··· EXCERPTED TEXT ···

The Senate on Tuesday passed legislation to reform the Postal Service, sending the bill to President Biden's desk.
Senators voted 79-19 on the legislation, which makes financial and operational reforms to the U.S. Postal Service. The bill passed the House earlier this year.
"This bill, which has been 15 years in the making, will finally help the Postal Service overcome burdensome requirements that threaten their ability to provide reliable service to the American people," said Sen. Gary Peters (D-Mich.), the chairman of the Homeland Security and Governmental Affairs Committee.
Sen. Rob Portman (Ohio), the top Republican on the committee, said that the bill, combined with a Postal Service 10-year plan, will "help turn around the substantial losses at the Postal Service over the last decade and ensure self-sustaining, high-quality postal service for all Americans."
The Postal Service has operated at a net annual loss for more than a ?decade. Post office officials have previously warned that without reforms it could run out of cash for operations by 2024.
The bill would get rid of an existing requirement that the Postal Service pre-fund retiree health benefits, which lawmakers had pinpointed as a significant financial burden for the agency. It would also establish transparency and delivery standards and require that mail be delivered six days a week.

··· DATASET RECORDS ···

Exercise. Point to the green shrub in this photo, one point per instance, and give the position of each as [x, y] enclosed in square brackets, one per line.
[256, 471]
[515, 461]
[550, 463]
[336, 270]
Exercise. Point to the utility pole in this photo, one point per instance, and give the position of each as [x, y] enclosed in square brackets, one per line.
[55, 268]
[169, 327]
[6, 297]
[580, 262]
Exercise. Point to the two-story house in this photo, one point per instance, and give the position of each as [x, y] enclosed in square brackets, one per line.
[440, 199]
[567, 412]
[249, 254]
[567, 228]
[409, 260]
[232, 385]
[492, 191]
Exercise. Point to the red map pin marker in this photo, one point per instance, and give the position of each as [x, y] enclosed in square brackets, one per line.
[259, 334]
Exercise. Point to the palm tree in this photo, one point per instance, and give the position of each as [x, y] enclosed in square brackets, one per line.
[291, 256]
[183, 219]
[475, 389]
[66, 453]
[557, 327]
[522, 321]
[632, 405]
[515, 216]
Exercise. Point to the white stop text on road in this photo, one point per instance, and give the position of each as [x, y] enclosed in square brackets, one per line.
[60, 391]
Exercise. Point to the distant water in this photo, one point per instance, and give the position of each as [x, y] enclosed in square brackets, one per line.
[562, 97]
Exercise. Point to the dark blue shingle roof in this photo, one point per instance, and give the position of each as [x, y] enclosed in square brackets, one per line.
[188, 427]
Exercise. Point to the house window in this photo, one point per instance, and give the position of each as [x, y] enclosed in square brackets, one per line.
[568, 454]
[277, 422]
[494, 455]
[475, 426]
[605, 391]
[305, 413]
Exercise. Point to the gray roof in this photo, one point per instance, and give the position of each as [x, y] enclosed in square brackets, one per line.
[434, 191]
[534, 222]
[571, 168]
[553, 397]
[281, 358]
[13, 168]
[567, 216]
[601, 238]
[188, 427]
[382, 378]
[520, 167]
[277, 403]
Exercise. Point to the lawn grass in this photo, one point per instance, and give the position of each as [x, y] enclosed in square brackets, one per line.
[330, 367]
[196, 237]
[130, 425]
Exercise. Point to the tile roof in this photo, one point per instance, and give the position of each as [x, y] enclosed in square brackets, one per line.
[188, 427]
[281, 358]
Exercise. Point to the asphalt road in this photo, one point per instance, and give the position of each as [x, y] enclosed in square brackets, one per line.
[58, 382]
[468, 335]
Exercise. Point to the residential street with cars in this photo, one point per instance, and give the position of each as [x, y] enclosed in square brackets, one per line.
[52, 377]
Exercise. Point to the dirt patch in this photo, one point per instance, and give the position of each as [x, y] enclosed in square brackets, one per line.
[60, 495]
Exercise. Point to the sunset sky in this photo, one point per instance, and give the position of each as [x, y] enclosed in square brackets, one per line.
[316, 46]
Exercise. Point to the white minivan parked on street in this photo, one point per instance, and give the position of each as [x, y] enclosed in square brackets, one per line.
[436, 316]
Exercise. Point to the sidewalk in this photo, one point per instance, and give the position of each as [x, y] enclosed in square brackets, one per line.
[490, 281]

···

JOB 1: In the postal reform article, what was the Senate's vote count on the bill?
JOB 2: Rewrite the lines of the listing from the one containing "Exercise. Point to the asphalt" through the end of the listing, replacing "Exercise" with "Task" and leaving everything else the same.

TASK RESPONSE 1: 79-19

TASK RESPONSE 2:
Task. Point to the asphalt road in this photo, one point per instance, and give the position of each as [x, y] enclosed in square brackets, one per line.
[58, 382]
[468, 335]
Task. Point to the residential street with cars in this photo, one point per instance, and give the position of each as [x, y] enclosed in square brackets, one per line.
[52, 377]
Task. Point to the dirt patch in this photo, one point per instance, and give the position of each as [x, y] enclosed in square brackets, one per line.
[60, 495]
Task. Point to the sunset sky in this photo, one point per instance, and give the position of each as [x, y] enclosed in square brackets, one per line.
[316, 46]
Task. Point to the white minivan parked on street in this photo, one point per instance, and give the position of each as [x, y] enclosed in square brackets, one per line.
[436, 316]
Task. Point to the sidewalk in this photo, one point per instance, and give the position of each as [x, y] enclosed in square brackets, one per line.
[490, 281]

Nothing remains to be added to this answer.